* Begin *

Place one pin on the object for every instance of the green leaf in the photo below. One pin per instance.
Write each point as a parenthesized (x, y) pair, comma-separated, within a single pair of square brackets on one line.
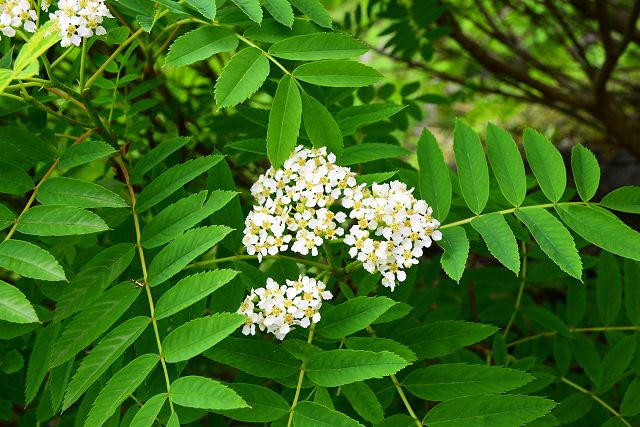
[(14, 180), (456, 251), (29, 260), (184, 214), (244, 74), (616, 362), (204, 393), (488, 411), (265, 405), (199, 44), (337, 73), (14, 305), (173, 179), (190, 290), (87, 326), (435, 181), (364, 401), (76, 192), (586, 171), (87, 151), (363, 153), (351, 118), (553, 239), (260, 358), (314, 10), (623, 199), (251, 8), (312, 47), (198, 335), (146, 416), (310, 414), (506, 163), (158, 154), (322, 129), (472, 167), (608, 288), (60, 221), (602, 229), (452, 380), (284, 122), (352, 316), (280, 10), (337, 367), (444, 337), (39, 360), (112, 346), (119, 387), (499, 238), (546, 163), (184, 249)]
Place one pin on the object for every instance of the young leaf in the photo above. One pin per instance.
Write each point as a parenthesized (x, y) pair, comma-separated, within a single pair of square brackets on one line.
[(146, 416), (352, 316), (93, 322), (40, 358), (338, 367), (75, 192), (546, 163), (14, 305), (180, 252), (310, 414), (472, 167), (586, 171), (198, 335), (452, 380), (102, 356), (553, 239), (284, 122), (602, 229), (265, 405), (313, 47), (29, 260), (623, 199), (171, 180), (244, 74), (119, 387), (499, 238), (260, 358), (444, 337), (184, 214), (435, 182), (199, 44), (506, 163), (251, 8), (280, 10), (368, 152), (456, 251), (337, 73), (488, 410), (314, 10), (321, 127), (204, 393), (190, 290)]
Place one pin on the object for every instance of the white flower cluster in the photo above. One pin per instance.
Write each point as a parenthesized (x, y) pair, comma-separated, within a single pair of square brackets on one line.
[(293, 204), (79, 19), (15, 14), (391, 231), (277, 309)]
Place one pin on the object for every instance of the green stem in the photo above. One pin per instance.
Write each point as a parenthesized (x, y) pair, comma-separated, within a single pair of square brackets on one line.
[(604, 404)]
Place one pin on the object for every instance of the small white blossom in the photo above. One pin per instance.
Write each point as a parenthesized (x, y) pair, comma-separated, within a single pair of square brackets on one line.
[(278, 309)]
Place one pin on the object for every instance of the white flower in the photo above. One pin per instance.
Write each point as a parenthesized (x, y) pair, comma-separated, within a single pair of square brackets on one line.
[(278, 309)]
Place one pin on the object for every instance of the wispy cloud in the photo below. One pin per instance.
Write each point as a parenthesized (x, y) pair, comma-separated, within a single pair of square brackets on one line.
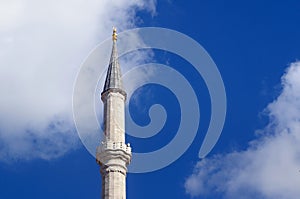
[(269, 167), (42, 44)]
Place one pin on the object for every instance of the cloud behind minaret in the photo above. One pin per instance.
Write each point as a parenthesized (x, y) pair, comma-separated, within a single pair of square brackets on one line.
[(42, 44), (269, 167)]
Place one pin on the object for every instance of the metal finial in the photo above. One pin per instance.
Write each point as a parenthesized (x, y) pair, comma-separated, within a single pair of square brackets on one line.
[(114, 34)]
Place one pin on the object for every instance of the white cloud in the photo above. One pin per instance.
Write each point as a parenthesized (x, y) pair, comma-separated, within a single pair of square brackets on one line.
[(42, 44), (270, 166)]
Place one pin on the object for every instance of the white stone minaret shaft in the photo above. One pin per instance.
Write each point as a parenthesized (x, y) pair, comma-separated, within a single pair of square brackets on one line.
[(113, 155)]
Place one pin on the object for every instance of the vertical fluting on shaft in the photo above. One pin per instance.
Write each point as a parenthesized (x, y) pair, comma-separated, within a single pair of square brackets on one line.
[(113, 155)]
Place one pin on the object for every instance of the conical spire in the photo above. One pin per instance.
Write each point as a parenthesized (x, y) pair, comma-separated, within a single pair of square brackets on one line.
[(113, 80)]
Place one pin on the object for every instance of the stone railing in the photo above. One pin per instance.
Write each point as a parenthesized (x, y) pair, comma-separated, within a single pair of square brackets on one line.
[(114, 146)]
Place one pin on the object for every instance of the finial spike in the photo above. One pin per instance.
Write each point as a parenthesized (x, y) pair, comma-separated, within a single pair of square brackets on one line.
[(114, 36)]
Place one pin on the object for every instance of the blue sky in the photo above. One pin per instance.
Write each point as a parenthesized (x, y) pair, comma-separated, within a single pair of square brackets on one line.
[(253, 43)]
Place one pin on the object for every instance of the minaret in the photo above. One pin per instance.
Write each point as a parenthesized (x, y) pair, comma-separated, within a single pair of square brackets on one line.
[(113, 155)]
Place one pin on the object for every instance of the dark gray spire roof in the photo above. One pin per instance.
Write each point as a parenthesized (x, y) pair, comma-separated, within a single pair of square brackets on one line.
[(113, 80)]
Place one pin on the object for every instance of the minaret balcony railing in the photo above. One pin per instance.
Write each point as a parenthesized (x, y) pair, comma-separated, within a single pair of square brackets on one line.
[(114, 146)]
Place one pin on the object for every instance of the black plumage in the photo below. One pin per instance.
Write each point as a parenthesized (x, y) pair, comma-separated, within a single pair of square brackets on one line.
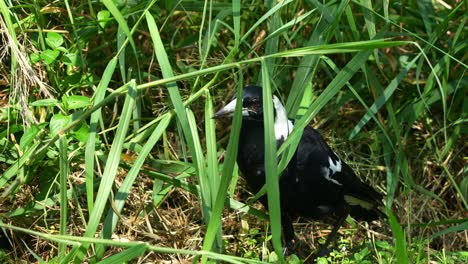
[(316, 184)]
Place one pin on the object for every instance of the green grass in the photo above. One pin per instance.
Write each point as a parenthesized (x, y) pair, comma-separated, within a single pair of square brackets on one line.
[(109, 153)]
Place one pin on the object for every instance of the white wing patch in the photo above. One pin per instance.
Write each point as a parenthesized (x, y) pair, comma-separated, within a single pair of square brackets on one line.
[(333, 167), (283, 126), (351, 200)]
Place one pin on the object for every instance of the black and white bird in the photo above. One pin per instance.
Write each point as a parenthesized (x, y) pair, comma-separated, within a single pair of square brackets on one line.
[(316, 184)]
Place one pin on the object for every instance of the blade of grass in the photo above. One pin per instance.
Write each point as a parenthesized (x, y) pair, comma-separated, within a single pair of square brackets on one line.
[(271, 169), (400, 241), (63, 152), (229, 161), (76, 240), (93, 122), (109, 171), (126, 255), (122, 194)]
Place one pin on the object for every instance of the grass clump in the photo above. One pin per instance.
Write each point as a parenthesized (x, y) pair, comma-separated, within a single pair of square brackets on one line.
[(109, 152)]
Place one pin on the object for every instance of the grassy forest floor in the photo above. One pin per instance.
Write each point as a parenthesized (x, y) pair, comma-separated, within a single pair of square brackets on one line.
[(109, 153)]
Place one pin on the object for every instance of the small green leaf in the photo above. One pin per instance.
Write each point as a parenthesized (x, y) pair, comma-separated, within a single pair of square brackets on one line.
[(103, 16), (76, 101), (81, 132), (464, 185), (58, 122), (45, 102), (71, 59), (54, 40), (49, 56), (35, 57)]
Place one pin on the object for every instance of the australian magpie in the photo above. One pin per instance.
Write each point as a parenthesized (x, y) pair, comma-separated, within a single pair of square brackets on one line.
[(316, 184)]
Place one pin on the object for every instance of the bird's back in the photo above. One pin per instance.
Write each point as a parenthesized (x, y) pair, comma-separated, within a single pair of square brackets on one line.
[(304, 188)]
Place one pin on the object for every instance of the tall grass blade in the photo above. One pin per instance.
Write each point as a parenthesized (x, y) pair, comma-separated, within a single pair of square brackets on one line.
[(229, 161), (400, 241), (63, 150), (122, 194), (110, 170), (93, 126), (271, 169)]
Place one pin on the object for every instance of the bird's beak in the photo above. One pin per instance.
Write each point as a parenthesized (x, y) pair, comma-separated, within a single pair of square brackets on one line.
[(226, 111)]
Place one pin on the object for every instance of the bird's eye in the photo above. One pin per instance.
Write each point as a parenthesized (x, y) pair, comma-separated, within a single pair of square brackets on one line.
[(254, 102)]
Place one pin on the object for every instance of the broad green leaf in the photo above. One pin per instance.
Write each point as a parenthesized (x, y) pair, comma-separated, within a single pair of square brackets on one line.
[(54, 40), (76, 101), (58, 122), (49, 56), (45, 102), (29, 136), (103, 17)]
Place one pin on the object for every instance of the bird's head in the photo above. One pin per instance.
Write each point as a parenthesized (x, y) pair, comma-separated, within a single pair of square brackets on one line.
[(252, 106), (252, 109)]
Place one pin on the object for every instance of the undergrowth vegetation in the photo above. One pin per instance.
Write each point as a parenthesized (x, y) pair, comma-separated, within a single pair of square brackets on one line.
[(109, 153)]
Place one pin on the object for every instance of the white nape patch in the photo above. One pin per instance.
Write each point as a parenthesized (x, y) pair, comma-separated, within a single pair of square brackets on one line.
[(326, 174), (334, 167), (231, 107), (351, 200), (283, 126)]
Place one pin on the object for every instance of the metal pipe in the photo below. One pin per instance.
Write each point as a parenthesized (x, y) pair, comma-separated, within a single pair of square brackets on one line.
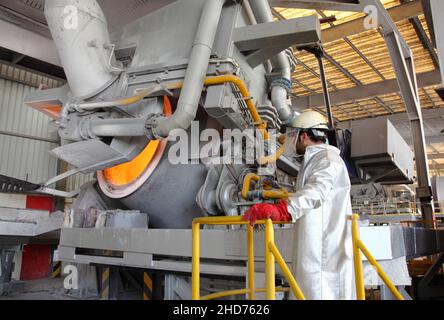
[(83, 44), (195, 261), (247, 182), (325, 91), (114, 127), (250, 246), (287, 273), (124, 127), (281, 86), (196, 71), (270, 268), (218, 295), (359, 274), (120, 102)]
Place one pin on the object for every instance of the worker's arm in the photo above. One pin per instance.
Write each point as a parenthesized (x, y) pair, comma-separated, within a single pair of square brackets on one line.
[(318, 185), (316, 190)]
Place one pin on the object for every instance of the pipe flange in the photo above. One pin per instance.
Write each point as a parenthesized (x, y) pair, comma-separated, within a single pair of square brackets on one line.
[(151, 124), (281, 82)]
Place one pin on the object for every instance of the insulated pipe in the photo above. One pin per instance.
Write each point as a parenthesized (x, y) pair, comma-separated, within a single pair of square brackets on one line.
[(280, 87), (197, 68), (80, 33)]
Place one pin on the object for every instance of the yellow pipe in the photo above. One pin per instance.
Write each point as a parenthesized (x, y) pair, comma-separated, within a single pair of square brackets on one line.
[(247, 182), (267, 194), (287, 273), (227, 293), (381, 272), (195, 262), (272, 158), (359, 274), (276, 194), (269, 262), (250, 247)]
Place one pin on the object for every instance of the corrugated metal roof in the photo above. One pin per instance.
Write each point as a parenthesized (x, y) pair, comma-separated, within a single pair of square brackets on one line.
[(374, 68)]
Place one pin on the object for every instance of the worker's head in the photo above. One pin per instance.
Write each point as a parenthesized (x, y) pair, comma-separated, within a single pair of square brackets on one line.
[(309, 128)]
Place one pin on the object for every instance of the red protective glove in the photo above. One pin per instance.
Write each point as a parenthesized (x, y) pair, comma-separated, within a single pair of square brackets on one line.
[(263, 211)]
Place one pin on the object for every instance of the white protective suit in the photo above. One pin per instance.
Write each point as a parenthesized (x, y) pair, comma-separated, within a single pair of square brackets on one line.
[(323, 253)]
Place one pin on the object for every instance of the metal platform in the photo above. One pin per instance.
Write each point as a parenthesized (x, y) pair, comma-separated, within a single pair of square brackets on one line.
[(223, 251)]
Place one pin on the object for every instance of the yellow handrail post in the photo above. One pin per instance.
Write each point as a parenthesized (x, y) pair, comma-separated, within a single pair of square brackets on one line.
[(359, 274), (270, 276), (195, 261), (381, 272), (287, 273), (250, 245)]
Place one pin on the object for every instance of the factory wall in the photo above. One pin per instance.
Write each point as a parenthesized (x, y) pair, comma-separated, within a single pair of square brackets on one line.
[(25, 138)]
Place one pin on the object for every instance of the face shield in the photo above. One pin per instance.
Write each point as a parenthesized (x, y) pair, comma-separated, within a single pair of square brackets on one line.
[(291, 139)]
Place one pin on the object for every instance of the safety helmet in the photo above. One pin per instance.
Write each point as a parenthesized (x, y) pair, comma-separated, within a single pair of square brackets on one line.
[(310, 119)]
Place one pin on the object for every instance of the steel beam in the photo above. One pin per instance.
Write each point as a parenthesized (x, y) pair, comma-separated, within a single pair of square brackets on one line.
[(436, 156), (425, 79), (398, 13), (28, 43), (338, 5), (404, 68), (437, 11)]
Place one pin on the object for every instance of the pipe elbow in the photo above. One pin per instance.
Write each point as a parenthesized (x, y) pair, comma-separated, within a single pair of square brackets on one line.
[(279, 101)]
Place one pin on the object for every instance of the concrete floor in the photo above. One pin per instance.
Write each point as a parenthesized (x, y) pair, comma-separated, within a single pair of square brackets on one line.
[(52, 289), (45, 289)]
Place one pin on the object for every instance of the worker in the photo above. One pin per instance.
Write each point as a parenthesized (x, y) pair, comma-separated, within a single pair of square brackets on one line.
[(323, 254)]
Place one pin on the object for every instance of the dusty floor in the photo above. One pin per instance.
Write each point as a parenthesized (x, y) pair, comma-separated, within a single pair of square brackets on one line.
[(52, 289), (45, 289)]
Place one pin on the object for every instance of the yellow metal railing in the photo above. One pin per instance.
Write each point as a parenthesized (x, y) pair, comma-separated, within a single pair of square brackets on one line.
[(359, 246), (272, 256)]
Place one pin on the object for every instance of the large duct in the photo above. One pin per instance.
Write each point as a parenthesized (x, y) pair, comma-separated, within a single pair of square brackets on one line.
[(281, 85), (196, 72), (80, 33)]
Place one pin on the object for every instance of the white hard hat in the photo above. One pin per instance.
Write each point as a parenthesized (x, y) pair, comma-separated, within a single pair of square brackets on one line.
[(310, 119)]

* End *

Given problem →
Your task is to transcribe the line containing "of the large" and every line after it, through the last line of the data, exactly as written and with nothing more.

Full solution →
Place one pin on the object for every instance of the large duct in the photo above. One pin per instance.
Write each point as a parenthesized (x, y) pair, comma-separated, within a single pair of square brackets on one line.
[(281, 85), (196, 72), (80, 33)]
Place one pin on the object for every instance of the white hard hat in the photo above. One pin per instance.
Write each point as a parenthesized (x, y) pair, comma-separated, within a single pair of square brackets on one line.
[(310, 119)]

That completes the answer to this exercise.